====== EXERCISE DATA

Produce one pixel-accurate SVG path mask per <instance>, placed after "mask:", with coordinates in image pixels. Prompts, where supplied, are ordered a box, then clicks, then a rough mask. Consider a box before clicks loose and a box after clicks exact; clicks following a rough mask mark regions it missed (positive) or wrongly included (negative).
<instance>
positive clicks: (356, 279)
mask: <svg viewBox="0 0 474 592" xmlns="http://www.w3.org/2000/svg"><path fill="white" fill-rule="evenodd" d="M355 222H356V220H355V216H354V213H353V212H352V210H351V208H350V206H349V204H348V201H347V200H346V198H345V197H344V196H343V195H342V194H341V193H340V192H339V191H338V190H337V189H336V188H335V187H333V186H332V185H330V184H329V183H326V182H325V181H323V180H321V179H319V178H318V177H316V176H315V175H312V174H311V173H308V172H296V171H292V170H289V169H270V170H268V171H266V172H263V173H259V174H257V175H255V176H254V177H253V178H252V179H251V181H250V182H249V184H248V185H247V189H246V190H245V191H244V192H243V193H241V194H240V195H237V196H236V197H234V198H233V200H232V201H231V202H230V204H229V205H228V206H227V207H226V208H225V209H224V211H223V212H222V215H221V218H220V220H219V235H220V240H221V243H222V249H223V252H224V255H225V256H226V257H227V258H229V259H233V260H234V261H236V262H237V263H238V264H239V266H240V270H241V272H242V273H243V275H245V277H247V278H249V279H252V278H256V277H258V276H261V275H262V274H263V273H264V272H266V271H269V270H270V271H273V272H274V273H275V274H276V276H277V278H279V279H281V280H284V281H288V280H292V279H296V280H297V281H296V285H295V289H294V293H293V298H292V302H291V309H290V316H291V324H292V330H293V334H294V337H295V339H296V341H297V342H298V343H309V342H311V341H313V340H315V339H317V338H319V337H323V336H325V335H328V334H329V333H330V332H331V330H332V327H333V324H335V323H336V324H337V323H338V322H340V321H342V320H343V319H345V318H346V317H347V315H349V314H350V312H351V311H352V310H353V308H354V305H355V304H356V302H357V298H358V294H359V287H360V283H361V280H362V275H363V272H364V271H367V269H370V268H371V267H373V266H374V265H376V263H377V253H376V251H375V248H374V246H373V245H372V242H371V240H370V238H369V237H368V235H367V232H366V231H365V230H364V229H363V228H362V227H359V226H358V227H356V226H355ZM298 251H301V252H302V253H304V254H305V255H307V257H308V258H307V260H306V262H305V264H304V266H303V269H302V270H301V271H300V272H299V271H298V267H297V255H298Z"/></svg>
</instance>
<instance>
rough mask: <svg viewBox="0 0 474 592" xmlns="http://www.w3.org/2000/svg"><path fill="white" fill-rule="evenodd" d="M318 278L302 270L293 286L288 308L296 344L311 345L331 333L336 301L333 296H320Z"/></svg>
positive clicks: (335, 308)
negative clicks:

============

• **ABOUT THIS EXERCISE**
This task calls for every entry above to be transcribed exactly.

• **ANSWER TO THIS TASK**
Produce one pixel-accurate SVG path mask per <instance>, placed after "mask:", with coordinates in image pixels. Prompts, where supplied, are ordered a box, then clicks, then a rough mask. Consider a box before clicks loose and a box after clicks exact; clicks following a rough mask mark regions it missed (positive) or wrongly included (negative).
<instance>
positive clicks: (356, 279)
mask: <svg viewBox="0 0 474 592" xmlns="http://www.w3.org/2000/svg"><path fill="white" fill-rule="evenodd" d="M355 222H356V220H355V216H354V213H353V212H352V210H351V208H350V206H349V204H348V201H347V200H346V198H345V197H344V196H343V195H342V194H341V193H340V192H339V191H338V190H337V189H336V188H335V187H333V186H332V185H330V184H329V183H326V182H325V181H323V180H321V179H319V178H318V177H316V176H315V175H312V174H311V173H308V172H296V171H292V170H289V169H270V170H268V171H266V172H263V173H259V174H257V175H255V176H254V177H253V178H252V179H251V181H250V182H249V184H248V185H247V189H246V190H245V191H244V192H243V193H241V194H240V195H237V196H236V197H234V198H233V200H232V201H231V202H230V204H229V205H228V206H227V207H226V208H225V209H224V211H223V212H222V215H221V218H220V220H219V235H220V240H221V243H222V249H223V252H224V255H225V256H226V257H227V258H229V259H233V260H234V261H236V262H237V263H238V264H239V266H240V270H241V272H242V273H243V275H245V277H247V278H249V279H252V278H256V277H258V276H261V275H262V274H263V273H264V272H266V271H269V270H270V271H273V272H274V273H275V274H276V276H277V278H279V279H281V280H284V281H288V280H292V279H296V280H297V281H296V285H295V289H294V293H293V298H292V302H291V309H290V316H291V324H292V330H293V334H294V337H295V339H296V341H297V342H298V343H309V342H311V341H313V340H315V339H317V338H319V337H323V336H325V335H328V334H329V333H330V332H331V330H332V327H333V324H335V323H336V324H337V323H338V322H340V321H342V320H343V319H345V318H346V317H347V315H349V314H350V312H351V311H352V310H353V308H354V305H355V304H356V302H357V298H358V294H359V287H360V283H361V280H362V275H363V272H364V271H367V269H370V268H371V267H373V266H374V265H376V263H377V253H376V251H375V248H374V246H373V245H372V242H371V240H370V238H369V237H368V235H367V232H366V231H365V230H364V229H363V228H362V227H359V226H358V227H356V226H355ZM298 251H301V252H302V253H304V254H305V255H307V257H308V258H307V260H306V262H305V264H304V266H303V269H302V270H301V271H300V272H299V271H298V267H297V255H298Z"/></svg>
</instance>
<instance>
rough mask: <svg viewBox="0 0 474 592" xmlns="http://www.w3.org/2000/svg"><path fill="white" fill-rule="evenodd" d="M318 278L302 270L293 286L288 308L296 344L311 345L331 333L336 301L333 296H320Z"/></svg>
positive clicks: (335, 308)
negative clicks:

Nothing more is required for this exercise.